## EXERCISE GOAL
Copy every line of the records below word for word, leaving the pictures out of your answer.

Collected data entries:
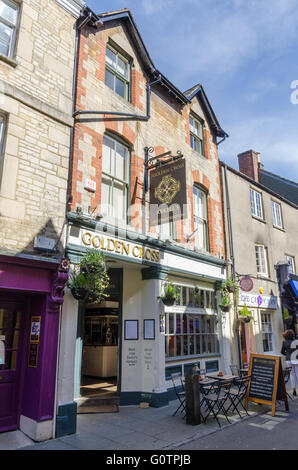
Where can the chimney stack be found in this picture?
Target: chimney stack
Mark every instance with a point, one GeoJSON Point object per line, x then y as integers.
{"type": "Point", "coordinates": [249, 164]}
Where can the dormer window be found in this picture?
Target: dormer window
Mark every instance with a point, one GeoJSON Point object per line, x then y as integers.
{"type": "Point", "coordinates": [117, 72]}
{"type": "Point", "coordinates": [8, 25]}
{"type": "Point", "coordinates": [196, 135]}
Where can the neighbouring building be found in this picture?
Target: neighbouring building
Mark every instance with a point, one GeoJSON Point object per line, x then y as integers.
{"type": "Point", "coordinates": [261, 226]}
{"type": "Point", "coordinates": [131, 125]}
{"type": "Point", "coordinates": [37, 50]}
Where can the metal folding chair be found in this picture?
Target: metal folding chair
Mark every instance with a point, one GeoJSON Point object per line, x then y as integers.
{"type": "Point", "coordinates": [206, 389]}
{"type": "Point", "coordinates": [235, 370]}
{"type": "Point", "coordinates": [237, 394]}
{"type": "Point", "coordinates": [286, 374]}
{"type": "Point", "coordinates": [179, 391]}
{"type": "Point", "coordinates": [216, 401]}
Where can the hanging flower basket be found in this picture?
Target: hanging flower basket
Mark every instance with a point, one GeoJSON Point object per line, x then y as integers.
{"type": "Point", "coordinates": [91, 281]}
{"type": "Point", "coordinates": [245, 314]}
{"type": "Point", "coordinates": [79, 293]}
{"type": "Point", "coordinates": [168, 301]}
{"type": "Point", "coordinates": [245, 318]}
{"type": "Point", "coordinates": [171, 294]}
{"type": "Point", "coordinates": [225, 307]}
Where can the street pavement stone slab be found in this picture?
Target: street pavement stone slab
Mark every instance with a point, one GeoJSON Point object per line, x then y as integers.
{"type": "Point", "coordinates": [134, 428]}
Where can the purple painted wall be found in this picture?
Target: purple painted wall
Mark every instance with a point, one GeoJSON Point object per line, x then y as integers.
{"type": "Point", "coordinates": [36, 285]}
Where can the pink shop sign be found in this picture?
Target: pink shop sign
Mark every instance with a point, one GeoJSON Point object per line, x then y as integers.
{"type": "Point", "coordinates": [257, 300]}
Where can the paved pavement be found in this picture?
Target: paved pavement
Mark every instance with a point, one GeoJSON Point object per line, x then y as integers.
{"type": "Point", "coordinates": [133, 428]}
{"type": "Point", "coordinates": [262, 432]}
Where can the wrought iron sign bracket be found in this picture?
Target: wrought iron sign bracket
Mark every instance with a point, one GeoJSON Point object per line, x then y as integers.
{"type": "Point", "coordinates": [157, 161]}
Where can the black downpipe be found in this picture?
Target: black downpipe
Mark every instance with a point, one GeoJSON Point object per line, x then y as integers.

## EXERCISE RESULT
Where can the chimney stack be found in this picture?
Target: chimney stack
Mark every instance with a point, one GeoJSON Point object per line, x then y as integers.
{"type": "Point", "coordinates": [249, 164]}
Where can the dormer window be found in this picture?
Target: dormer window
Mark every instance with a point, one GeoJSON Point object per line, x then y as integers.
{"type": "Point", "coordinates": [117, 72]}
{"type": "Point", "coordinates": [8, 25]}
{"type": "Point", "coordinates": [196, 135]}
Where can the neighbouring building be found in this picture?
Target: neighbouring building
Mark every instance with a point, one GeoJSON Point object per line, x then y as integers.
{"type": "Point", "coordinates": [261, 226]}
{"type": "Point", "coordinates": [131, 125]}
{"type": "Point", "coordinates": [37, 50]}
Where can the metal folding chair be found in this picture?
Target: metal folding chair
Mark every instance with a point, one GeoJSON Point object per line, x then y as integers.
{"type": "Point", "coordinates": [206, 389]}
{"type": "Point", "coordinates": [235, 370]}
{"type": "Point", "coordinates": [237, 394]}
{"type": "Point", "coordinates": [286, 374]}
{"type": "Point", "coordinates": [179, 391]}
{"type": "Point", "coordinates": [216, 401]}
Where can the hanging flower basket be found in this picture?
Target: hanging flower basket
Mark every instance with a point, one GeoJSON Point object per line, x then y as integers.
{"type": "Point", "coordinates": [91, 281]}
{"type": "Point", "coordinates": [245, 314]}
{"type": "Point", "coordinates": [79, 293]}
{"type": "Point", "coordinates": [168, 301]}
{"type": "Point", "coordinates": [245, 318]}
{"type": "Point", "coordinates": [171, 294]}
{"type": "Point", "coordinates": [225, 307]}
Where can the street pavement stone slab be found in this picture?
Target: street pavement stone slab
Mark every instance with a point, one GeoJSON Point object per line, x then y as integers.
{"type": "Point", "coordinates": [134, 428]}
Where can the purple painted wall be found in this picture?
Target: purple painted wall
Mark every instance with a point, one GeoJSON Point object per line, x then y as integers.
{"type": "Point", "coordinates": [36, 285]}
Where can the pink shop sign be found in this picture?
Target: pink shop sign
Mark every instance with a point, one GeoJSON Point object per line, x then y as integers.
{"type": "Point", "coordinates": [257, 300]}
Where can the paved pavement be found in this picture?
Target: paved pavement
Mark every instance with a point, one GeoJSON Point object per line, x then y as integers.
{"type": "Point", "coordinates": [133, 428]}
{"type": "Point", "coordinates": [262, 432]}
Where can the wrought iron sign bracket be found in this picture?
Target: wrought iron sign bracket
Mark every instance with a point, one GeoJSON Point object per line, x then y as integers.
{"type": "Point", "coordinates": [157, 161]}
Where can the black downpipe be found in this picture?
Target: black downpipe
Mark every instance with a point, one GeoJSON Point object per line, x then y as integers.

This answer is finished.